Mannykannot is correct that the full coefficient is dependent on the machine
and exact code. However, we can make some refinements based on the algorithms
alone.

Bubble sort is n² / 2, as it processes one less element per pass. This is a
pretty common pattern, so it's good to remember.

Insertion sort starts at zero elements and processes one extra element per
pass. So it's also n² / 2\. However, _on average_ each pass only needs to
process half the elements in order to find the correct insertion point. So
it's actually n² / 4\. If you use a binary search, it becomes n log n -- n
passes, each perform a log n binary search. (This is usually called _binary
insertion sort_.)

However, those numbers are in _comparisons_ , which is typically what sort
algorithms are measured by. It assumes that all memory operations are constant
time. But you might also want to keep track of swaps or other memory movement.
For instance, when you add the memory swaps back to the binary insertion sort,
it's O(n²) again, because it still has to perform an average of n / 2 swaps on
every pass -- O(n * (log n + n / 2)) = O(n²).

Choice of data structure can also make an impact. Insertion sort is not
awesome on memory arrays, because it has to perform a block copy for every
insert. However, on linked lists, that single-element shift happens for "free"
when you perform the insert.

•••

* _Requirement A_
Translate this sentence from the extract into Spanish: "Choice of data structure can also make an impact."
* _Requirement B_
Answer these questions from the extract:
(i) What expression does it give for bubble sort?
(ii) What is insertion sort that uses a binary search usually called?
(iii) On what kind of structure does the single-element shift happen for "free" when you perform the insert?

•••

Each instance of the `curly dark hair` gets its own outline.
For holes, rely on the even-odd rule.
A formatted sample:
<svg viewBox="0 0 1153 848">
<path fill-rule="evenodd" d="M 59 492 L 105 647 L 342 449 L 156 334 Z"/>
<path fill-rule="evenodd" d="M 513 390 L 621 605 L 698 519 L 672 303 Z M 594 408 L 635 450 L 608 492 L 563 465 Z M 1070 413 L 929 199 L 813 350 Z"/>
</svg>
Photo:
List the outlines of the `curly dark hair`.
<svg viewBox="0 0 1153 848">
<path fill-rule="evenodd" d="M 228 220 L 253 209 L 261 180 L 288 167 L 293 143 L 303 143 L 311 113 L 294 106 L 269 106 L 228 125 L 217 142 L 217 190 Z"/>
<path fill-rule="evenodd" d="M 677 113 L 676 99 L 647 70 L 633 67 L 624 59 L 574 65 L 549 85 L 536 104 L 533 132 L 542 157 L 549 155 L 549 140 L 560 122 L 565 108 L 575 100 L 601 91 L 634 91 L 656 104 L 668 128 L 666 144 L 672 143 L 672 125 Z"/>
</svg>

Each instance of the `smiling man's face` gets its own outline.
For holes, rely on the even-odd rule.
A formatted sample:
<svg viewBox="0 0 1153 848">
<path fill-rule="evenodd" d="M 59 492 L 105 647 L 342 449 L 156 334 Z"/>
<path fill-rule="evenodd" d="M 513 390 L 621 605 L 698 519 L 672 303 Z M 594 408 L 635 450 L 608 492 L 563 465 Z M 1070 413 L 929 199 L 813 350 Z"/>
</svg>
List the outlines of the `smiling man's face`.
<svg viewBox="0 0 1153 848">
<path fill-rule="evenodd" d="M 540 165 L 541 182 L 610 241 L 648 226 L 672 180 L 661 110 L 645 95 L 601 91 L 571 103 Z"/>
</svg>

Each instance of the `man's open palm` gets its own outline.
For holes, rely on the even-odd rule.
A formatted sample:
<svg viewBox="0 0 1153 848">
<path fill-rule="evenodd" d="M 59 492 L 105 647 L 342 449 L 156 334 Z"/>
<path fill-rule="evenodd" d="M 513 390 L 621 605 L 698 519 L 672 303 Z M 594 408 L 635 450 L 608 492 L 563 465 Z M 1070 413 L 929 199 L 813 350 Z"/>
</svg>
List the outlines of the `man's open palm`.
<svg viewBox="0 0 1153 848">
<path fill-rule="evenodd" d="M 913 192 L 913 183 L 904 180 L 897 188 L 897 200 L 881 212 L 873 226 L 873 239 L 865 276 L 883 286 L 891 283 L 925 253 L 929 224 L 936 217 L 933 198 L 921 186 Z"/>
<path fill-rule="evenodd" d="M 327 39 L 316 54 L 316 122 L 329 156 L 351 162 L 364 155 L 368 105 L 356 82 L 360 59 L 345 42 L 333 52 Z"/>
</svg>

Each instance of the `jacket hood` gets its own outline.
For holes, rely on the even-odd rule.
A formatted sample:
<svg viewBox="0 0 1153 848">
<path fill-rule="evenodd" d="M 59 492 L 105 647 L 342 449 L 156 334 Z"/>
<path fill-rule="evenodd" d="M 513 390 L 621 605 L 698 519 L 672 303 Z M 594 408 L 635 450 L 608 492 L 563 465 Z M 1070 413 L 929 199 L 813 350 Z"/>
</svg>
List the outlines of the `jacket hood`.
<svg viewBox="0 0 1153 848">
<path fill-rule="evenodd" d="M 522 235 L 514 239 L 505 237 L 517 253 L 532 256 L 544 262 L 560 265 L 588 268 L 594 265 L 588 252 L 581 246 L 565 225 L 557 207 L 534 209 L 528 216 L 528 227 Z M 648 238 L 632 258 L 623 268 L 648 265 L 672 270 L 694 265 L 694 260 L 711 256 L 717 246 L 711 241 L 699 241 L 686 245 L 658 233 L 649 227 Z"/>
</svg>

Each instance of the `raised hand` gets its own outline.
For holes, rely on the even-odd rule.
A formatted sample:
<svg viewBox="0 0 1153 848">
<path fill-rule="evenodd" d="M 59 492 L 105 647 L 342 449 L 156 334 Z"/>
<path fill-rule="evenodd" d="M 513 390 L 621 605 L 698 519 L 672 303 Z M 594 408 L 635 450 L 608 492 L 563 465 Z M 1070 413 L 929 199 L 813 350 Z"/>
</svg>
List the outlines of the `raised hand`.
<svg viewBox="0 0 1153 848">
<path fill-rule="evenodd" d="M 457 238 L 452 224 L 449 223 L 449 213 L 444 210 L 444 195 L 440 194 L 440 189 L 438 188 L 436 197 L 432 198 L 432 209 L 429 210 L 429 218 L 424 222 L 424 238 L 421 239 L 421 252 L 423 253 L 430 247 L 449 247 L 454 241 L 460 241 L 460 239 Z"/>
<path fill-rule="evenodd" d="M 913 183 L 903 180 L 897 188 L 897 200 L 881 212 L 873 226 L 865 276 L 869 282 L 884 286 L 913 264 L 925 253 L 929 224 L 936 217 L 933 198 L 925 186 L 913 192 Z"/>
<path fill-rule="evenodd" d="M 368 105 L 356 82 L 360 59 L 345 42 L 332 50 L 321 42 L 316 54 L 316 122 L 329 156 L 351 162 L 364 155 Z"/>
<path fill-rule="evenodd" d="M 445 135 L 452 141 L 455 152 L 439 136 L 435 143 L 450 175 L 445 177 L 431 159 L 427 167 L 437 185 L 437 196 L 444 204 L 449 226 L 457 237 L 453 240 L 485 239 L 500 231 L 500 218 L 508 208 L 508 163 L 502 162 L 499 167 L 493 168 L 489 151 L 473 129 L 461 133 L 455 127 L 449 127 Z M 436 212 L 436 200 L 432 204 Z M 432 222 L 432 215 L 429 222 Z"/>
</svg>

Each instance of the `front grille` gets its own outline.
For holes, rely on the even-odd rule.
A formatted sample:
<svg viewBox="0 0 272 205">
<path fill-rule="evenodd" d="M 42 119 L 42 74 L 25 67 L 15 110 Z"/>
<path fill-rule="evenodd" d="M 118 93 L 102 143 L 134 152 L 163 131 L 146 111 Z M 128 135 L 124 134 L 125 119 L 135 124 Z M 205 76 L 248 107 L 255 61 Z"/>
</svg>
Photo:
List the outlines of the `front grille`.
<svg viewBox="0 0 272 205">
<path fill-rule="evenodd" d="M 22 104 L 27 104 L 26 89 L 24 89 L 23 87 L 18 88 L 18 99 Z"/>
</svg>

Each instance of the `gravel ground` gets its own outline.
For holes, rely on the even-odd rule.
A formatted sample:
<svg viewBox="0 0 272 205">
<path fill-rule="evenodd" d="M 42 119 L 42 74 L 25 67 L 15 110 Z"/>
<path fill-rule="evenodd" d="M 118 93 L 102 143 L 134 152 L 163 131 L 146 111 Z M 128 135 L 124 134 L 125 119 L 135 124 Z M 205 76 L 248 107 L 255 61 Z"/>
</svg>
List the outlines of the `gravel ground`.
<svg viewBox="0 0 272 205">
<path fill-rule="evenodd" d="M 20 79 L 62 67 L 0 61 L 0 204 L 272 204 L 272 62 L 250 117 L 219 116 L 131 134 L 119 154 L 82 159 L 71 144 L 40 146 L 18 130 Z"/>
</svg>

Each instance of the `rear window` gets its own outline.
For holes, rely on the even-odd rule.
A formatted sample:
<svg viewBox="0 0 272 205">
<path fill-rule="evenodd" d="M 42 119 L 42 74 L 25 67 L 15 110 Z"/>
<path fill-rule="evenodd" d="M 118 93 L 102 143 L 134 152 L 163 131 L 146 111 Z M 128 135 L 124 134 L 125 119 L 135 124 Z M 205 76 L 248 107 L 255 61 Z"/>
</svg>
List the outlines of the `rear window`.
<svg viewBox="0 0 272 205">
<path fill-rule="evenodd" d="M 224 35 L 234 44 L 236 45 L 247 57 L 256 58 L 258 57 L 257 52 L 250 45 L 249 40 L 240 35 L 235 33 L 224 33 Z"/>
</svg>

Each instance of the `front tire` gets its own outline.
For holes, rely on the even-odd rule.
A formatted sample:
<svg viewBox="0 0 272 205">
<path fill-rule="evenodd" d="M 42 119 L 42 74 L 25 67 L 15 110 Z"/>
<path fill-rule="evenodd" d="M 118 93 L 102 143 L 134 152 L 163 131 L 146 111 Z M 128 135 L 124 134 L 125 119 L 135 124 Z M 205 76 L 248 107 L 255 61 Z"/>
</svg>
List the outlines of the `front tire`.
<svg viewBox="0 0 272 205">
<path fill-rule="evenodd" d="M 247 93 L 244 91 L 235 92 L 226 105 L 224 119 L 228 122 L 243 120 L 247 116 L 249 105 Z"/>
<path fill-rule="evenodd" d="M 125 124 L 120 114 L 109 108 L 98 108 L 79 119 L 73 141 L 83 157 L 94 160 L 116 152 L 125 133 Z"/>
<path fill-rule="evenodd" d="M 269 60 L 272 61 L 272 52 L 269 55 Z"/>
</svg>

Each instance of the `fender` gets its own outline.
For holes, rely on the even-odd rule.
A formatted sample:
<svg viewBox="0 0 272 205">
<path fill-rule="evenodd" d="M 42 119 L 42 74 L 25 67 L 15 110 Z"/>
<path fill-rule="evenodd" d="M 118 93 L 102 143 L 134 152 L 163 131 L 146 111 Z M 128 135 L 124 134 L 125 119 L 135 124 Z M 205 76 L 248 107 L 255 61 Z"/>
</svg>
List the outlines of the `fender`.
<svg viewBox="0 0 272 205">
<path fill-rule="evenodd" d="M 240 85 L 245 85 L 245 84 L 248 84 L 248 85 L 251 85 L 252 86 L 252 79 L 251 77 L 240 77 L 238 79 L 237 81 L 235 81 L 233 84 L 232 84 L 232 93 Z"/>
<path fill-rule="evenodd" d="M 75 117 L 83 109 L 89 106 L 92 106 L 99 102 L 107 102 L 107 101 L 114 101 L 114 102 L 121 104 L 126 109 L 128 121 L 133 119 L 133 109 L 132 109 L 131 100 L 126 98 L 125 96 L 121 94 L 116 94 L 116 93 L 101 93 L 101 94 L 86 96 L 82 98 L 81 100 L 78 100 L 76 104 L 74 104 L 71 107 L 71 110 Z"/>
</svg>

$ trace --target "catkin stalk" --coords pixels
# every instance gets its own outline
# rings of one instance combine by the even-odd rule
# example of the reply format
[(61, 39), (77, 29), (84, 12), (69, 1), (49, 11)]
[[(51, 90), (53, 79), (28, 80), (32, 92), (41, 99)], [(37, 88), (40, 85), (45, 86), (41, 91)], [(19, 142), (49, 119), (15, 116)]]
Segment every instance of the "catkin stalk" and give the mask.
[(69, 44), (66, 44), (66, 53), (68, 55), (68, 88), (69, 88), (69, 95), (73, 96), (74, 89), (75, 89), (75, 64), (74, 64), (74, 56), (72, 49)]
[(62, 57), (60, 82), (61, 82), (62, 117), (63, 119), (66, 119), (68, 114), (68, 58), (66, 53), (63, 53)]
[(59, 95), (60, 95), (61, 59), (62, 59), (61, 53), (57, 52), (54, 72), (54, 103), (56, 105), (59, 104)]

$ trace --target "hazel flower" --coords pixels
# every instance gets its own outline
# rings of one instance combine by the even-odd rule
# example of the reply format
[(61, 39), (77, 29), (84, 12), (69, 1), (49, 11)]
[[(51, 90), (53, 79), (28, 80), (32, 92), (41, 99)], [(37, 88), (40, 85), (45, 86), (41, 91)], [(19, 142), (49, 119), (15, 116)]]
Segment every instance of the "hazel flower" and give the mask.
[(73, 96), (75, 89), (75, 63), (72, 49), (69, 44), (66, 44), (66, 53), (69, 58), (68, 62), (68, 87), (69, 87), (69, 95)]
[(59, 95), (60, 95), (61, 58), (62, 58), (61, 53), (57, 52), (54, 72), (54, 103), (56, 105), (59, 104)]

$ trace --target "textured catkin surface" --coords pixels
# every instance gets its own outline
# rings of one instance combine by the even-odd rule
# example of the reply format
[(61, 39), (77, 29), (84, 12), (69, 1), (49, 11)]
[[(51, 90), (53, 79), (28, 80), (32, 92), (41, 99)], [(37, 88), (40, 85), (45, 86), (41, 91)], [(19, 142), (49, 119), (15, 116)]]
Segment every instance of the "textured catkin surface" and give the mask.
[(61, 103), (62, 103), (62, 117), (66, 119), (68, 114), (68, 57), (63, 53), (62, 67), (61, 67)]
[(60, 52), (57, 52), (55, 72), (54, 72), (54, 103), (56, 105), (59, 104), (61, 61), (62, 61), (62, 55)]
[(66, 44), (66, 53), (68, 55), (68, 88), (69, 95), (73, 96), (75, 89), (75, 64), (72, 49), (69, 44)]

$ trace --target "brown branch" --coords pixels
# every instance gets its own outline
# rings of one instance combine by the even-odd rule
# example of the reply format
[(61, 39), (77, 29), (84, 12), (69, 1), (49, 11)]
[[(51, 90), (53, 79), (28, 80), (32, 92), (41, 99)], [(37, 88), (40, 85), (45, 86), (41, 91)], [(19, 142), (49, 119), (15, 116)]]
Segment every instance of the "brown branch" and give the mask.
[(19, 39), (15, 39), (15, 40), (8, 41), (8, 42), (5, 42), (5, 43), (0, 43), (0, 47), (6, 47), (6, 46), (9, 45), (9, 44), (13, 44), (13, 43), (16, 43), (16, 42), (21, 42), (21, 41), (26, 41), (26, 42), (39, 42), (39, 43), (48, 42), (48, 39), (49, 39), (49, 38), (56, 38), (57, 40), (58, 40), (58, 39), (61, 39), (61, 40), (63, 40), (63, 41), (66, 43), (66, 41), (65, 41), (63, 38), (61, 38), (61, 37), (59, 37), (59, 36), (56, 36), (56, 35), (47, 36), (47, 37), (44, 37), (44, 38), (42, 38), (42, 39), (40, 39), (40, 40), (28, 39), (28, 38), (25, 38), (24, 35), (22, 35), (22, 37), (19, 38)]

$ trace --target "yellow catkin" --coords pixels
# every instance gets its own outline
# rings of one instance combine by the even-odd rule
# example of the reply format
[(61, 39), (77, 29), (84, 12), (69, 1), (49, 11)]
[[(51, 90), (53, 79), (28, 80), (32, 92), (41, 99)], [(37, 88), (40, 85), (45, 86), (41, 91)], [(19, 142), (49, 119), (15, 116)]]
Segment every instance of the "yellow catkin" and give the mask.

•••

* _Task output A_
La elección de la estructura de datos también puede tener un impacto.

* _Task output B_
(i) n² / 2
(ii) Binary insertion sort
(iii) Linked lists